→ **练习目标**:
在下方列表中找出含有字符串“grass”的每一行，并将这些行逐一完整抄出。

→ **列表摘录**:

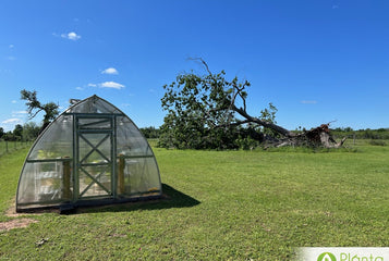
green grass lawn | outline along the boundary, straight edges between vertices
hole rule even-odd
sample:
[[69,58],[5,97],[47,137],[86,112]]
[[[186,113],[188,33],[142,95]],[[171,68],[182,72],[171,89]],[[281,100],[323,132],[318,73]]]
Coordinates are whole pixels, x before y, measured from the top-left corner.
[[[0,158],[0,260],[290,260],[389,246],[389,146],[356,152],[155,149],[169,199],[5,216],[26,150]],[[38,244],[45,239],[42,244]]]

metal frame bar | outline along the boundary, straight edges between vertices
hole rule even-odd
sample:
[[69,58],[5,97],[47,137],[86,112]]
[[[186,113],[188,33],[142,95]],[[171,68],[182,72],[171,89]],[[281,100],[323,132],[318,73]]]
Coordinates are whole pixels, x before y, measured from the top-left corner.
[[[93,117],[92,120],[94,120],[94,119],[95,117]],[[100,124],[100,123],[110,123],[110,122],[111,122],[110,119],[105,119],[105,120],[101,120],[101,121],[98,121],[98,122],[90,122],[90,123],[80,124],[78,127],[84,129],[85,126],[97,125],[97,124]],[[105,129],[105,128],[102,128],[102,129]]]
[[[74,119],[74,156],[75,157],[75,175],[74,175],[74,188],[73,190],[76,191],[74,194],[73,201],[80,201],[83,200],[84,198],[101,198],[101,195],[96,195],[96,196],[84,196],[86,191],[94,185],[97,184],[100,188],[102,188],[108,195],[104,195],[102,197],[116,197],[116,115],[114,114],[80,114],[75,113],[75,119]],[[81,124],[80,121],[82,119],[100,119],[100,121],[94,122],[94,123],[87,123],[87,124]],[[84,126],[90,126],[94,124],[99,124],[99,123],[105,123],[109,122],[110,123],[110,128],[83,128]],[[85,136],[85,134],[106,134],[106,136],[102,137],[102,139],[94,146],[88,138]],[[84,140],[88,146],[92,147],[92,150],[83,157],[83,159],[80,159],[80,141],[81,139]],[[101,146],[108,138],[110,138],[110,159],[108,159],[99,149],[98,147]],[[93,153],[93,152],[99,153],[106,161],[107,163],[84,163],[84,161]],[[104,186],[99,181],[97,181],[105,172],[99,173],[96,177],[92,174],[89,174],[84,166],[95,166],[95,165],[106,165],[110,171],[111,171],[111,176],[110,176],[110,183],[111,183],[111,190],[109,190],[106,186]],[[80,171],[85,173],[88,177],[92,178],[92,182],[84,188],[83,191],[80,191]]]

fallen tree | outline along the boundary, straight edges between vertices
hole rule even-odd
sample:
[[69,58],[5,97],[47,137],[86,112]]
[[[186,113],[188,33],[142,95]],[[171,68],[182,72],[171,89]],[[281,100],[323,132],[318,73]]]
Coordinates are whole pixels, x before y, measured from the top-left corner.
[[[269,103],[259,116],[247,112],[246,88],[250,83],[231,82],[224,78],[224,72],[212,74],[203,59],[199,61],[207,75],[181,74],[177,82],[166,85],[162,109],[168,111],[161,126],[161,147],[175,148],[234,148],[236,139],[250,138],[266,141],[267,146],[308,146],[339,148],[345,139],[337,142],[329,129],[329,124],[300,134],[277,125],[277,108]],[[259,126],[260,132],[243,132],[242,126]],[[247,127],[246,127],[247,128]],[[244,135],[245,136],[244,136]],[[269,135],[270,134],[270,135]]]

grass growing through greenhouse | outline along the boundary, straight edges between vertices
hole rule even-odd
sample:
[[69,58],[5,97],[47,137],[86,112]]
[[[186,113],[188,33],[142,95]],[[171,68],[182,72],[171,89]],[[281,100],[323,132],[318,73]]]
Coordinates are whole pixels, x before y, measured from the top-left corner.
[[[289,260],[295,247],[389,246],[389,147],[155,149],[168,199],[28,215],[0,260]],[[26,151],[0,158],[0,220]]]

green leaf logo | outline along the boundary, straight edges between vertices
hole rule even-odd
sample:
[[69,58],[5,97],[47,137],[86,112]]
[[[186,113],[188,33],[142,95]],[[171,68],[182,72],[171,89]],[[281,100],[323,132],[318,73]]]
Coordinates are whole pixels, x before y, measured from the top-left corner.
[[320,256],[317,258],[317,261],[337,261],[337,258],[333,256],[333,253],[324,252],[320,253]]

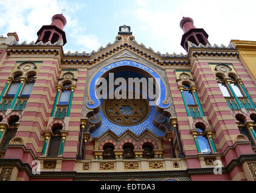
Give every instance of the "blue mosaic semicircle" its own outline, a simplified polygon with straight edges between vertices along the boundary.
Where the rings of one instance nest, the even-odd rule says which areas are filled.
[[[102,109],[103,100],[100,100],[100,102],[101,109]],[[137,136],[139,136],[146,129],[148,129],[157,136],[164,136],[165,132],[159,130],[159,128],[154,126],[153,124],[152,121],[153,119],[153,116],[155,112],[155,106],[151,106],[150,114],[145,121],[136,125],[126,127],[118,125],[114,123],[113,123],[106,118],[102,111],[100,110],[99,113],[102,117],[102,125],[91,133],[91,137],[97,138],[106,132],[108,130],[111,130],[117,136],[120,136],[127,129],[130,130],[131,132]]]
[[[99,78],[101,77],[102,75],[108,72],[111,69],[113,69],[116,67],[122,66],[133,66],[136,68],[140,68],[141,69],[144,70],[147,73],[151,74],[155,80],[157,80],[157,84],[159,87],[159,98],[157,100],[156,103],[162,109],[166,109],[169,106],[169,103],[168,103],[167,104],[163,104],[162,102],[166,100],[166,88],[165,87],[165,84],[163,83],[163,80],[159,77],[159,75],[154,71],[152,69],[149,67],[147,67],[142,64],[139,63],[133,62],[130,60],[123,60],[119,61],[117,62],[114,62],[113,63],[110,64],[102,69],[101,69],[99,72],[97,72],[91,80],[90,86],[89,86],[89,98],[90,100],[93,101],[93,104],[90,104],[89,101],[87,102],[87,107],[90,109],[94,109],[99,106],[100,105],[100,100],[97,98],[96,92],[95,92],[95,87],[97,83],[97,80]]]

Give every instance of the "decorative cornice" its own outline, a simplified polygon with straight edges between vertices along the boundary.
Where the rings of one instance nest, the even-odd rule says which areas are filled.
[[[241,166],[245,162],[256,161],[256,154],[241,155],[238,159],[233,159],[226,167],[222,168],[222,173],[229,174],[236,166]],[[1,166],[15,166],[19,170],[24,170],[30,178],[123,178],[123,177],[152,177],[168,176],[189,176],[190,175],[213,174],[214,167],[208,168],[188,168],[186,170],[139,171],[129,172],[45,172],[41,174],[33,174],[28,163],[23,163],[19,159],[0,159]]]

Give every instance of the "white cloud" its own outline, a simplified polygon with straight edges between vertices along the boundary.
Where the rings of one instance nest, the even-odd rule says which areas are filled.
[[[137,4],[140,6],[146,6],[148,5],[147,0],[137,0]]]
[[[74,38],[76,43],[82,46],[82,49],[97,51],[101,46],[97,36],[94,34],[76,36]]]
[[[163,10],[164,7],[160,7],[165,4],[166,8]],[[151,5],[154,8],[139,7],[133,13],[134,18],[143,24],[140,25],[141,31],[145,30],[145,25],[148,27],[146,40],[156,42],[148,45],[143,43],[163,54],[166,51],[185,52],[180,46],[183,32],[179,24],[183,16],[192,18],[195,27],[203,28],[212,45],[228,45],[231,39],[256,40],[256,27],[252,22],[256,17],[255,1],[186,0],[172,7],[170,2],[160,2],[159,4]],[[170,49],[172,51],[169,51]]]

→ **完整答复**:
green grass lawn | outline along the boundary, straight edges between vertices
grass growing through greenhouse | outline along the boundary, straight edges between vertices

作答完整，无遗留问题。